--- BRIEF ---
Rewrite the records from the line containing "instance. Target: earlobe" through the end of the records, replacing "Reviewer note" with "Annotator note" and leaving everything else unchanged.

## START RECORDS TO PROCESS

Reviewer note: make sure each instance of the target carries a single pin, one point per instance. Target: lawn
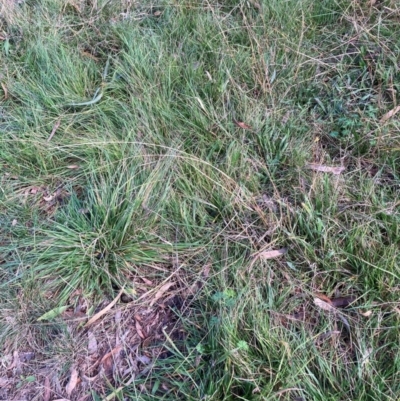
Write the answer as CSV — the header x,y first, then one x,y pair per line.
x,y
200,200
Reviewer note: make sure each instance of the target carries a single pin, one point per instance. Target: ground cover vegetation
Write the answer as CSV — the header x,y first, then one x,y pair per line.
x,y
199,200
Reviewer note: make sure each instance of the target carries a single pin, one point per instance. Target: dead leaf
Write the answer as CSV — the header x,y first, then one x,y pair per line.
x,y
89,55
390,114
161,292
92,343
5,91
343,302
108,359
367,313
73,381
104,311
47,390
272,254
147,281
242,125
324,305
326,169
56,125
139,330
323,297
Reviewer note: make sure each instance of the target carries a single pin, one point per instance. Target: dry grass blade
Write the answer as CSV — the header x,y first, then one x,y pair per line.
x,y
5,91
390,114
73,381
92,343
56,125
324,305
243,125
98,315
272,254
326,169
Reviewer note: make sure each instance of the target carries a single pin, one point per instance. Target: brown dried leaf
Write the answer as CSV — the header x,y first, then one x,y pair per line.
x,y
390,114
92,343
104,311
326,169
108,359
323,297
272,254
73,381
324,305
367,313
343,302
139,330
89,55
147,281
242,125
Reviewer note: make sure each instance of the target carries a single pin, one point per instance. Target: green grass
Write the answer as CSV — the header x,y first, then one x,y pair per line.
x,y
157,181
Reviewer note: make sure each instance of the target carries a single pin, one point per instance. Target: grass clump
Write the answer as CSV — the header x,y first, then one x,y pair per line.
x,y
142,219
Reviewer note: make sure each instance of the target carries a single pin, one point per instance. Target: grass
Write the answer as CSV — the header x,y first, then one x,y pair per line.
x,y
194,162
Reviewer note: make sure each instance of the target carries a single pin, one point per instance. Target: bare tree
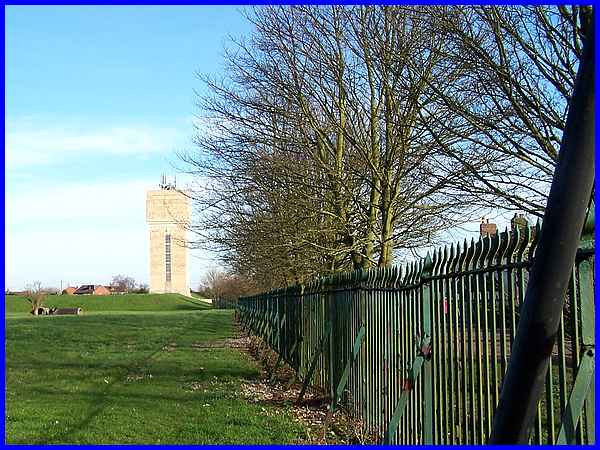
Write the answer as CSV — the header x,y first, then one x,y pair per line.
x,y
35,295
507,112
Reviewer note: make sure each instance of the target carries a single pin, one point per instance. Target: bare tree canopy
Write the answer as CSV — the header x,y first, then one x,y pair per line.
x,y
342,137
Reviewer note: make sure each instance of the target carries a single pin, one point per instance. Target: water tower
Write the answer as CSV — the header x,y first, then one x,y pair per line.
x,y
168,211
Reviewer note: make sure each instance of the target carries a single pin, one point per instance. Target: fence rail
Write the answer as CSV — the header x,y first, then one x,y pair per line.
x,y
419,351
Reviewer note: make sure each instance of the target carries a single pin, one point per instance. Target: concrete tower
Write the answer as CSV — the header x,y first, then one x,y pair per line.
x,y
168,213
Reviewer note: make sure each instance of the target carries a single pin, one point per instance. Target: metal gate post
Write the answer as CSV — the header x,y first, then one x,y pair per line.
x,y
428,406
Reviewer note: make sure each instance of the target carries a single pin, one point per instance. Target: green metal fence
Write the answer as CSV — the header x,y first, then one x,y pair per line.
x,y
419,352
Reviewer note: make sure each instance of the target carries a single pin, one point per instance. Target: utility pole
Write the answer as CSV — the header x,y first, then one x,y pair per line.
x,y
555,255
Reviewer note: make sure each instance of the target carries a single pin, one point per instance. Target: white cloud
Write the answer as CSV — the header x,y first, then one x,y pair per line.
x,y
27,143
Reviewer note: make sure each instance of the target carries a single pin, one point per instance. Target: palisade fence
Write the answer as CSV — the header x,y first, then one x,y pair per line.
x,y
418,352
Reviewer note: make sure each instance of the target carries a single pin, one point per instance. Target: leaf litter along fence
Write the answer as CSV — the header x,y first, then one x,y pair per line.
x,y
419,352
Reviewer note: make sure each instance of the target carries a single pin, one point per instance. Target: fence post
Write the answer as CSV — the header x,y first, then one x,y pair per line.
x,y
564,216
428,406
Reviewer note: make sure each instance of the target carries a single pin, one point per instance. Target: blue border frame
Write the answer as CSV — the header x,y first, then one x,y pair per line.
x,y
213,3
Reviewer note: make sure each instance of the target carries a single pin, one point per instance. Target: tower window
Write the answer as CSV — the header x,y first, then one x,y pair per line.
x,y
168,257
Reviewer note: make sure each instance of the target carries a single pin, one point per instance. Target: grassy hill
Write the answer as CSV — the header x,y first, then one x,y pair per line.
x,y
97,303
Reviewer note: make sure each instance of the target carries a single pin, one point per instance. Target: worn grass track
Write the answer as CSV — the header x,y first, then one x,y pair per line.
x,y
133,377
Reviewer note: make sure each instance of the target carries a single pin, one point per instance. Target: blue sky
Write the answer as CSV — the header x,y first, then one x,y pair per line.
x,y
98,100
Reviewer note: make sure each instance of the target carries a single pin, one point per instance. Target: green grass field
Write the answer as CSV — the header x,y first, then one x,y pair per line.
x,y
136,369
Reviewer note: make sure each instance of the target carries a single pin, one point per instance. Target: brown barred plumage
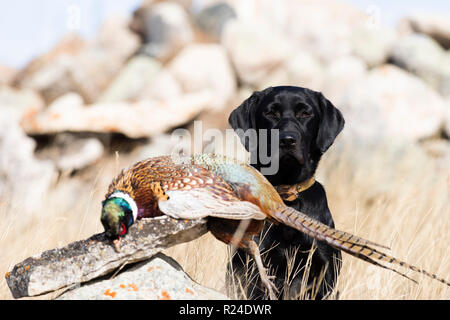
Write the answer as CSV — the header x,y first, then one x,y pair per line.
x,y
229,191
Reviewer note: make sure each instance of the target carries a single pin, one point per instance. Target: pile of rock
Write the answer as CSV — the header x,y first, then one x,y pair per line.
x,y
174,61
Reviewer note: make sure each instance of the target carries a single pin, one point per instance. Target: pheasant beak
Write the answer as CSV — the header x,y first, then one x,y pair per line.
x,y
117,243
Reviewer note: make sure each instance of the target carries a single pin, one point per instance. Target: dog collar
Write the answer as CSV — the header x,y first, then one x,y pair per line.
x,y
290,192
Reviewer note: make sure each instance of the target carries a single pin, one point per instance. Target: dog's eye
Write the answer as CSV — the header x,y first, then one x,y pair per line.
x,y
303,115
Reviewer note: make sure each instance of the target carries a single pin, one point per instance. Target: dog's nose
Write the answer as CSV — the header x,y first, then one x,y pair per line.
x,y
287,140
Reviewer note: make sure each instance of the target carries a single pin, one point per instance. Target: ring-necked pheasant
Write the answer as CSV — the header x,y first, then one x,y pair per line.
x,y
229,192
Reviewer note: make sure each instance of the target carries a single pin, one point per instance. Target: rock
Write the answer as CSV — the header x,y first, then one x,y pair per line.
x,y
85,260
134,77
135,120
160,278
436,26
373,45
20,101
389,103
79,66
340,75
23,178
73,153
424,57
164,28
305,70
299,69
163,87
159,145
7,75
212,19
255,49
322,27
205,67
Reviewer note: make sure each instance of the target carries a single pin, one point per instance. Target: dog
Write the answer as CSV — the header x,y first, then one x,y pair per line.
x,y
308,124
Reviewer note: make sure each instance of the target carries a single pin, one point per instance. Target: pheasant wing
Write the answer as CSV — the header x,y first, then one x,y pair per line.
x,y
198,193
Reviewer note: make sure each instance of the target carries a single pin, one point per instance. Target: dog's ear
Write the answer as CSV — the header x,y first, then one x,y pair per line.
x,y
243,117
331,123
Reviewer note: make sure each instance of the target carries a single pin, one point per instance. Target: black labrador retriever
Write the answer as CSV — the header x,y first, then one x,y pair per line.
x,y
308,124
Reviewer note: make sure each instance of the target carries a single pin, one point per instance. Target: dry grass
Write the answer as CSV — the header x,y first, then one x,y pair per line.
x,y
394,196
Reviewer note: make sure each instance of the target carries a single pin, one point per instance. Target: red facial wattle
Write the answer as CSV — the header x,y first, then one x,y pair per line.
x,y
123,229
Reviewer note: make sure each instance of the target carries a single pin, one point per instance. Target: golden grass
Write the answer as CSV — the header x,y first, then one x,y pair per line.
x,y
393,196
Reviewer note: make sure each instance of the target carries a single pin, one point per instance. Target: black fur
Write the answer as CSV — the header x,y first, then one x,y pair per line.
x,y
308,124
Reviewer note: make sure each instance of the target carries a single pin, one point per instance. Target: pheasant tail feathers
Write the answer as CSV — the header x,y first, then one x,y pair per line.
x,y
351,244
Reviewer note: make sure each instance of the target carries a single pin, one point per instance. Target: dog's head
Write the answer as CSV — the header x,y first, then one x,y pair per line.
x,y
307,122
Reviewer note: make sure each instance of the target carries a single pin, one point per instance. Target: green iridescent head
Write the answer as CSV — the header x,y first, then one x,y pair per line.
x,y
117,215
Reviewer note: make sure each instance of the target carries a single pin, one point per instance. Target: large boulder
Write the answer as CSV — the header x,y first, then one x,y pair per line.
x,y
435,25
390,103
373,45
144,118
255,49
164,28
160,278
134,77
24,179
205,67
84,67
424,57
20,101
212,19
323,27
340,75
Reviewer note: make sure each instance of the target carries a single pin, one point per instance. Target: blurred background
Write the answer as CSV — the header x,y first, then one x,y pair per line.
x,y
90,87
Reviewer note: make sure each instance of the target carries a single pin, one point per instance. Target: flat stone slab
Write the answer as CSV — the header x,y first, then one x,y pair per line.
x,y
88,259
159,278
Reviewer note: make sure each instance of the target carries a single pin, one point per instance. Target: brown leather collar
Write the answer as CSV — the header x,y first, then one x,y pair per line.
x,y
290,192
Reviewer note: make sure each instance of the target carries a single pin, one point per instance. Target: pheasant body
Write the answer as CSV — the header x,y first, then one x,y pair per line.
x,y
228,191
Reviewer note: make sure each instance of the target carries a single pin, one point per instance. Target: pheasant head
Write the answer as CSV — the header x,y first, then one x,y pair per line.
x,y
118,214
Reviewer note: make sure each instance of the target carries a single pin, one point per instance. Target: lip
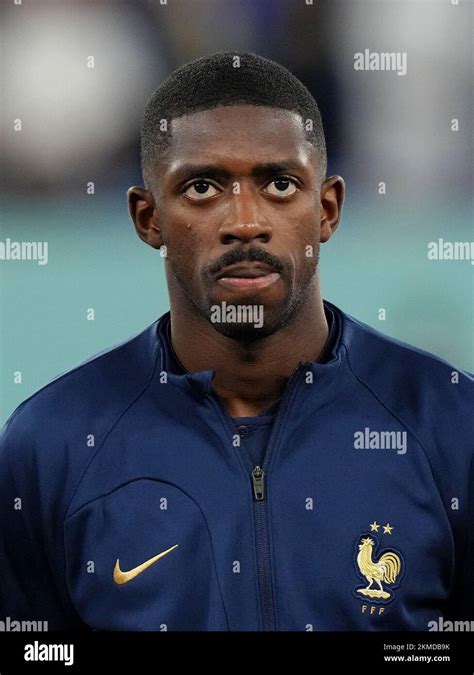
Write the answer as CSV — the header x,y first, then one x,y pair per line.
x,y
248,282
247,270
243,276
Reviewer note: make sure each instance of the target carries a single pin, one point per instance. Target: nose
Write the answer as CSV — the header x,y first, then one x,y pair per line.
x,y
244,223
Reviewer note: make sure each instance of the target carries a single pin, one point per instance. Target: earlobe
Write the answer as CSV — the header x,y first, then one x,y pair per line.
x,y
142,210
332,200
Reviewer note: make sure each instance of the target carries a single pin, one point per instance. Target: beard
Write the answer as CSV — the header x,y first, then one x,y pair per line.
x,y
260,319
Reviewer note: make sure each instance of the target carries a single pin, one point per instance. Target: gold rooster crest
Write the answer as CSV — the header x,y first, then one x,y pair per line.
x,y
384,570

## END RECORDS TO PROCESS

--- EXERCISE RESPONSE ---
Annotator note: make sure each instance of the target carries a single pin, one point per instance. Target: earlobe
Write the answer as CSV — the header x,y first, then one x,y pair per line.
x,y
142,210
332,200
Annotator note: make sure each instance of the target carries a single pin, one point per instance. Target: beard
Write the answer as CSV — the header x,y first, then one x,y pair per line.
x,y
260,319
Annotator note: make sure each instance of the target carries a single pin, one point per instance. Target: gold rooster crest
Write the answer as CSV — the header x,y first, then one x,y pair per line.
x,y
384,570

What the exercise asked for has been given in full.